The Johns Hopkins Gazette: January 18, 2000
January 18, 2000
VOL. 29, NO. 18

  

Sam Shapiro, Pioneer In The Use Of Mammograms, Dies At 85

Johns Hopkins Gazette Online Edition

In May 1998, when Sam Shapiro was presented with an honorary doctor of humane letters degree from Johns Hopkins, the university he had served for 26 years, the wording inscribed on the document said simply: For changing the face of American health care in this half-century.

It proved an apt epitaph for a man whose demeanor belied his accomplishments.

"He was a modest, deliberate-speaking man," Alfred Sommer, dean of the School of Public Health, told The Sun after Shapiro died Dec. 30 from cancer at the age of 85. "He was a giant in the field of public health."

Sam Shapiro

Professor emeritus of health policy and management in the School of Public Health, Shapiro began studying infant mortality in the 1940s, a time when there was no field of research that investigated the relationship between health care systems and patient outcomes.

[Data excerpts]
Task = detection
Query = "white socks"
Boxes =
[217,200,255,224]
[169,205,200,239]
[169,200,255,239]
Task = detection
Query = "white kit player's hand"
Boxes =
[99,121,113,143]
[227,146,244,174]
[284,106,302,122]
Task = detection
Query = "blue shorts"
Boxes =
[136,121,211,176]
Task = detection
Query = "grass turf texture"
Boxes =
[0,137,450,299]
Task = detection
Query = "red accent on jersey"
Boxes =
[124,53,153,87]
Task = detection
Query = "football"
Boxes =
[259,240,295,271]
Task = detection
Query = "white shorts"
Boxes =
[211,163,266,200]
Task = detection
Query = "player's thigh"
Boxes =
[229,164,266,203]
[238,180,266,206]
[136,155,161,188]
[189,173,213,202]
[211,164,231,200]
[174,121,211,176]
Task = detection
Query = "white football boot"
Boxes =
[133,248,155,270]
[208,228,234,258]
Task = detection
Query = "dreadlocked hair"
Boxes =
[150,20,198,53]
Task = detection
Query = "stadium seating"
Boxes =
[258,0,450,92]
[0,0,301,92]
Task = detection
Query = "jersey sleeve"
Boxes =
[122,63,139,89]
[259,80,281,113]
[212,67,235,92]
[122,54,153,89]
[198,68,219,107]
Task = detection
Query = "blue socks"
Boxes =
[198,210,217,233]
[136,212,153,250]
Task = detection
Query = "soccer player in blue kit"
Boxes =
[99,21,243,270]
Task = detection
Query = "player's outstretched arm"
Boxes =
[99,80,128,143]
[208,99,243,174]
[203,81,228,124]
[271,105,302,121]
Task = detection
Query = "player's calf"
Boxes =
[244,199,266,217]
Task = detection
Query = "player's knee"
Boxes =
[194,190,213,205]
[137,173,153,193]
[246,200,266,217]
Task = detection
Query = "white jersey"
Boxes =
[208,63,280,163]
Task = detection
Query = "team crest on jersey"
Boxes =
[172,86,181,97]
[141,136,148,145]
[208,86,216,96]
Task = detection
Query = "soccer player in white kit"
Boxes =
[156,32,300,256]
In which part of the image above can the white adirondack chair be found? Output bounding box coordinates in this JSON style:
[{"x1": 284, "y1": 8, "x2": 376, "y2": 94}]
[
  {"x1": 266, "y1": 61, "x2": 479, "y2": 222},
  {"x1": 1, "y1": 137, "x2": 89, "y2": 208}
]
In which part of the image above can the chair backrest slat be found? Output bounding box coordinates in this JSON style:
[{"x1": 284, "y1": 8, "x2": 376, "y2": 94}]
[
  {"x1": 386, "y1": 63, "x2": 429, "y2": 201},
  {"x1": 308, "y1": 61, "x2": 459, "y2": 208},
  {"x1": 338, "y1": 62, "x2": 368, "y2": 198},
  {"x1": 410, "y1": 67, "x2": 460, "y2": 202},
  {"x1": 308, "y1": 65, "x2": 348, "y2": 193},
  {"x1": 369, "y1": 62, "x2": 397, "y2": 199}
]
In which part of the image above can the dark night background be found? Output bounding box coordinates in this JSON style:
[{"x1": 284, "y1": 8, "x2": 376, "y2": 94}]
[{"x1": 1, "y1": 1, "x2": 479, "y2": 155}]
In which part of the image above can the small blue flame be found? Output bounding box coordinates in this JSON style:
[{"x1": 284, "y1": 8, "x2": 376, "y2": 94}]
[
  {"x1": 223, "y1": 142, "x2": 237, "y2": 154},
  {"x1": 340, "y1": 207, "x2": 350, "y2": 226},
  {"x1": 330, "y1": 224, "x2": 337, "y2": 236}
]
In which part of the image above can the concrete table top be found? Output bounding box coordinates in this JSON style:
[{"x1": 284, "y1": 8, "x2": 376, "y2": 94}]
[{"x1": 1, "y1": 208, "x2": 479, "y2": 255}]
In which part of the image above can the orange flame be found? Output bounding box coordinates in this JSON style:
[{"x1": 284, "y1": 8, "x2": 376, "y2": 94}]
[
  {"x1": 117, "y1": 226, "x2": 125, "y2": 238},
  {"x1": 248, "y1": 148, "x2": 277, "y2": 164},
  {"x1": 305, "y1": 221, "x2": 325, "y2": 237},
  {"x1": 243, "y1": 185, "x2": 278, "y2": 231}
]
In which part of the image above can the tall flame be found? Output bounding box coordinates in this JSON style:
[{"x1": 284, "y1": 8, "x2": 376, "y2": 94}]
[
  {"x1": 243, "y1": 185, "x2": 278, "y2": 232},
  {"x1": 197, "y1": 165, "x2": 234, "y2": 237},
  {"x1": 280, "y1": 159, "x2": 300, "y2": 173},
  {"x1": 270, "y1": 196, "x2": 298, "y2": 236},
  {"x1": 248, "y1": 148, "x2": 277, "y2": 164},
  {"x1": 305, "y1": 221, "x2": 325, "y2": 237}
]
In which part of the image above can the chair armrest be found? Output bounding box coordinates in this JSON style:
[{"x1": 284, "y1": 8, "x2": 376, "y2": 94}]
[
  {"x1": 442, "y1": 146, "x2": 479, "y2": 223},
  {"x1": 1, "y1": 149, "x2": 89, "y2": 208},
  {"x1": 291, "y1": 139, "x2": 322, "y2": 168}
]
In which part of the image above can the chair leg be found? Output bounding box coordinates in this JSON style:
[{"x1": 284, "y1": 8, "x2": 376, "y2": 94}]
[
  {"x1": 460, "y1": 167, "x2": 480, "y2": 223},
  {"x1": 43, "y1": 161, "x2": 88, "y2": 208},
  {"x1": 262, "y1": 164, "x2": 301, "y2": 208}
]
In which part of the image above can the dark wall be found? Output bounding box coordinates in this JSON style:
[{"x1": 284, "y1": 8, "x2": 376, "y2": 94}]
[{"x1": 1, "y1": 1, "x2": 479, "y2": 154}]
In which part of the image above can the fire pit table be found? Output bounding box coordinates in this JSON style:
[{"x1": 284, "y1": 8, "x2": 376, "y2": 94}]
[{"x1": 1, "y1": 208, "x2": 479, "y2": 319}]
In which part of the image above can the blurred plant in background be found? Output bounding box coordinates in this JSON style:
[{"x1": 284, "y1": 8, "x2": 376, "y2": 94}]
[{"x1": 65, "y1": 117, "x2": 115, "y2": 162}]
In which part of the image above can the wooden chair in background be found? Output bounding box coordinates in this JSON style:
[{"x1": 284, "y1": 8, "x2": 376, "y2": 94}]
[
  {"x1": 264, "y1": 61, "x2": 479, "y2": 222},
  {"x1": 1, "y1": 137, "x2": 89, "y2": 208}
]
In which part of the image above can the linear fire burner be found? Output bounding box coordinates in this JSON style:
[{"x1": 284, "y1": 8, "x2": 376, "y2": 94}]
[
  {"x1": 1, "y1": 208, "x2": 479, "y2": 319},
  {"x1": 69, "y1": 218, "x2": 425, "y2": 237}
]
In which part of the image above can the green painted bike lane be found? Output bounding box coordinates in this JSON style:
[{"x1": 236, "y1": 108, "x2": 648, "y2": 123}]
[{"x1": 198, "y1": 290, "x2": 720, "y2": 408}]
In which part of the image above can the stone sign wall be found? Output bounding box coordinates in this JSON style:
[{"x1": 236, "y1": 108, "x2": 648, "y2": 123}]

### INSTRUCTIONS FOR THE TASK
Decide whether each statement agrees with the Gazette article, answering yes or no and quoting the words that settle it: 1. Shapiro served Johns Hopkins for 26 years. 2. Shapiro died of a heart attack. 3. Shapiro began studying infant mortality in the 1960s. The listing bears no relation to the Gazette article.

### ANSWER SECTION
1. Yes: "the university he had served for 26 years"
2. No: "died Dec. 30 from cancer at the age of 85"
3. No: "began studying infant mortality in the 1940s"